Mount Shasta is one of those irresistible peaks that beckon from highways and airplanes, and I finally had the chance to climb it last May. The conditions were much like John Muir described them in his 1877 Harper’s Magazine account of his adventure on this massive icon in the northern California landscape: “The crisp icy sky was without a cloud, and the stars lighted us on our way. Deep silence brooded the mountain, broken only by the night wind and an occasional rock falling from crumbling buttresses to the snow slopes below. The wild beauty of the morning stirred our pulses in glad exhilaration, and we strode rapidly onward, seldom stopping to take a breath.”
My partner Matt and I reached the summit well before noon and snapped a few photos, the kind of photos that make you look like you’re floating on clouds. The wind kicked up and battered us around so we soon descended, navigating our way back across the false summit until we could see the Red Banks rock outcropping. At that point, Matt clicked into his split board, and I briskly rubbed my rump to prepare for miles of glissading.
For the next few hours, we played that game you play when using two different forms of transportation in the mountains. Matt snowboarded down the mountain until barely out of sight, and I sat in shoots of snow and pushed off, shifted my weight from side to side and used my ice ax to brake. Glissading looks like a sliding board on snow, but it feels like someone is scraping your bum with shards of ice. Each time Matt stopped long enough for me to catch up with him, he grinned and seemed eager to push off into another turn. I envied the efficiency of his descent.
After nearly two hours of glissading, I strapped on my snowshoes and tried to surf the mashed potato slop. I could no longer bare the stinging numbness on my backside, and the snow was too slick and mushy to navigate easily in just my mountaineering boots. The morning skidded away as I strained to keep my feet under my knees. In the sloppy conditions, my feet constantly threatened to slip out from under me at odd angles. By the time we reached the car, I could not flex or extend my legs. With each step I felt a dull metal stake forced under my kneecap.
The range of motion in my legs was so restricted that I had to abandon my plan to climb at Castle Crags two days later. Instead, my partner took off for a trail run, and I lurched like the tin man down the wheelchair-accessible trail that provided a magnificent view of Mt. Shasta to the south. A perfect, beautiful storm ravaged the summit, and I thanked the gods for having gifted us a clear day on our ascent.

■ ■ ■ ■ ■ ■ ■

Given problem 1:
Answer these questions from the Mount Shasta essay:
(a) In what year did John Muir's Harper's Magazine account appear?
(b) Which rock outcropping came into view after the climbers crossed back over the false summit?
(c) Where had the writer planned to climb two days after the Shasta descent?

■ ■ ■ ■ ■ ■ ■

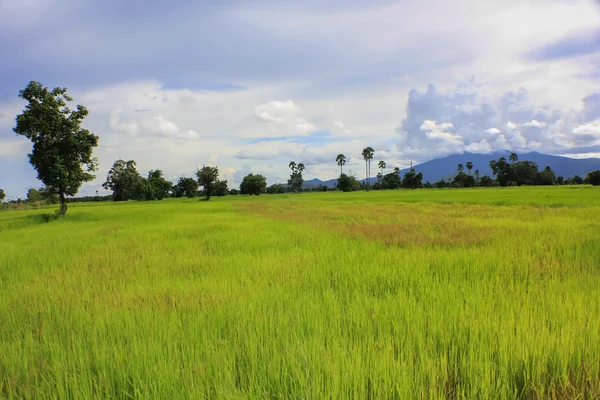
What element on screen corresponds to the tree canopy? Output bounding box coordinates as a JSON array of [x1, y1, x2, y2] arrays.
[[14, 81, 98, 215], [196, 166, 219, 200], [240, 174, 267, 196]]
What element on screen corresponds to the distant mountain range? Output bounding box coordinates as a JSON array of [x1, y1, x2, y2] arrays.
[[303, 152, 600, 188]]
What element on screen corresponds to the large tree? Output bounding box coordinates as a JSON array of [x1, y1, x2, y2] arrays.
[[240, 174, 267, 196], [377, 160, 387, 184], [577, 170, 600, 186], [102, 159, 142, 201], [14, 81, 98, 216], [148, 169, 173, 200], [335, 154, 346, 175], [27, 189, 42, 203], [173, 178, 198, 199], [288, 161, 305, 192], [467, 161, 473, 175], [362, 146, 375, 191], [196, 166, 219, 200]]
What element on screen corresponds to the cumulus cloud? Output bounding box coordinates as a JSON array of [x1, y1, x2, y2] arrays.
[[254, 100, 317, 135], [397, 79, 600, 155]]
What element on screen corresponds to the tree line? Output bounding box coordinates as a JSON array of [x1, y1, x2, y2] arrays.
[[0, 81, 600, 217]]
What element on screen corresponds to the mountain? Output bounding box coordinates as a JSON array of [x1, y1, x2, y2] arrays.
[[303, 152, 600, 188]]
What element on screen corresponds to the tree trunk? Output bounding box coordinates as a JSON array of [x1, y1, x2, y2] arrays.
[[58, 192, 67, 215], [365, 160, 369, 192]]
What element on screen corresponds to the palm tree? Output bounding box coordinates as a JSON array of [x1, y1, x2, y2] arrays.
[[362, 146, 375, 190], [490, 160, 498, 176], [377, 161, 387, 180], [335, 154, 346, 175]]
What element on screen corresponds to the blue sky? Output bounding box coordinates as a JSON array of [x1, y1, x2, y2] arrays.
[[0, 0, 600, 198]]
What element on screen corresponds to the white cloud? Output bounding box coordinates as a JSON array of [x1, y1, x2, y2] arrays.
[[0, 139, 31, 158], [521, 119, 547, 128], [572, 120, 600, 136], [254, 100, 317, 135]]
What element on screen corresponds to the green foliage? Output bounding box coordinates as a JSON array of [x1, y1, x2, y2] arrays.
[[240, 174, 267, 196], [335, 154, 346, 174], [27, 189, 42, 203], [39, 186, 59, 204], [0, 186, 600, 400], [288, 161, 305, 192], [479, 175, 494, 187], [337, 174, 361, 192], [14, 81, 98, 216], [102, 159, 142, 201], [382, 172, 402, 189], [213, 181, 229, 197], [173, 178, 198, 199], [452, 172, 476, 188], [585, 170, 600, 186], [402, 168, 423, 190], [362, 146, 375, 191], [536, 167, 556, 185], [196, 166, 219, 200], [267, 183, 285, 194], [148, 169, 173, 200]]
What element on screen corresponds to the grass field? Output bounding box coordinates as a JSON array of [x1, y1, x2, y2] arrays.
[[0, 187, 600, 399]]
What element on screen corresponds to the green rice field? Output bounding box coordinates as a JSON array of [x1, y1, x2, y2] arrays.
[[0, 186, 600, 399]]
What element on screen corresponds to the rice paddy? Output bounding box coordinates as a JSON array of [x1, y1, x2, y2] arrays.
[[0, 187, 600, 399]]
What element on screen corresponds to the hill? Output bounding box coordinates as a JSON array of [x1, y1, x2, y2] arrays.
[[303, 152, 600, 188]]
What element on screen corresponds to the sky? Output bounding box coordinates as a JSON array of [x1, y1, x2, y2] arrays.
[[0, 0, 600, 199]]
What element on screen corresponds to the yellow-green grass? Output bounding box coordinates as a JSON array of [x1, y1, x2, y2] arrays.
[[0, 187, 600, 399]]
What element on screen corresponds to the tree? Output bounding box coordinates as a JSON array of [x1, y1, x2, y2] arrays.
[[536, 167, 556, 185], [288, 161, 304, 192], [173, 178, 198, 199], [14, 81, 98, 216], [39, 186, 59, 204], [102, 159, 142, 201], [467, 161, 473, 175], [267, 183, 285, 194], [27, 189, 42, 203], [335, 154, 346, 175], [148, 169, 173, 200], [213, 181, 229, 197], [196, 166, 219, 200], [377, 161, 387, 183], [362, 146, 375, 191], [240, 174, 267, 196], [382, 173, 402, 189], [402, 168, 423, 190], [479, 175, 497, 187], [336, 174, 360, 192], [452, 172, 475, 187], [490, 160, 497, 177], [585, 170, 600, 186]]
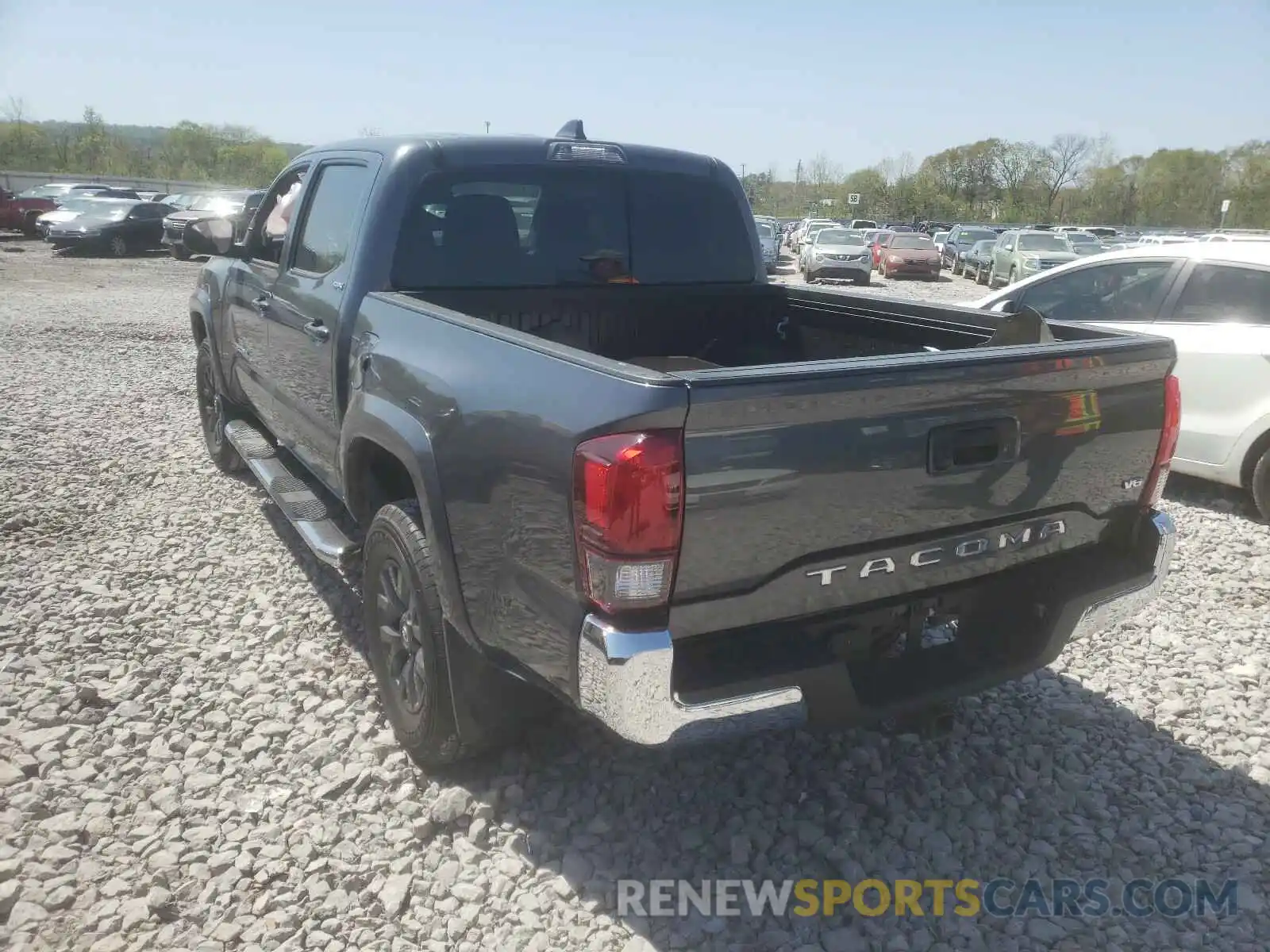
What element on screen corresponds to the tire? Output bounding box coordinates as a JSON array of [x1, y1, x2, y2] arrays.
[[362, 499, 548, 770], [1249, 449, 1270, 522], [194, 340, 244, 472]]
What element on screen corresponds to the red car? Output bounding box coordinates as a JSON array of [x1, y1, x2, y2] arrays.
[[865, 231, 895, 268], [875, 231, 944, 281], [0, 188, 57, 236]]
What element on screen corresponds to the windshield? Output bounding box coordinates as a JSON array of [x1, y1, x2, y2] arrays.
[[78, 202, 136, 221], [59, 198, 110, 212], [391, 163, 756, 290], [1018, 233, 1072, 251], [17, 184, 70, 198], [887, 235, 935, 250], [189, 195, 243, 214], [815, 228, 865, 245]]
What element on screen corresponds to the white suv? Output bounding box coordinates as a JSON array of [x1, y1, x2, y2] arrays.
[[973, 241, 1270, 519]]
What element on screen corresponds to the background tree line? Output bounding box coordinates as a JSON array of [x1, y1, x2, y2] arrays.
[[745, 135, 1270, 228], [0, 99, 305, 188]]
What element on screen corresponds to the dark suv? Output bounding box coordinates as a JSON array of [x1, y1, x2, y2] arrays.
[[940, 225, 997, 274], [163, 189, 264, 262]]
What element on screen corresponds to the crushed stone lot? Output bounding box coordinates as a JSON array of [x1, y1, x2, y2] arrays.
[[0, 240, 1270, 952]]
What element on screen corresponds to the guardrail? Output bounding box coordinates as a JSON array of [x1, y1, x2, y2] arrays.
[[0, 169, 235, 194]]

■ ■ ■ ■ ■ ■ ■

Given problem 2:
Rewrite the rows from the first one through the one containing "174, 267, 196]]", inclusive, replacing "tree canopy" with "forest canopy" and keeping everything else unchanged. Leave out the pictures.

Written answer 1:
(a) 1877
(b) Red Banks
(c) Castle Crags

Written answer 2:
What element on screen corresponds to the forest canopy? Output bounding box coordinates as a JSON array of [x1, y1, x2, y2] arrays.
[[14, 81, 98, 215], [196, 166, 219, 200], [240, 174, 267, 196]]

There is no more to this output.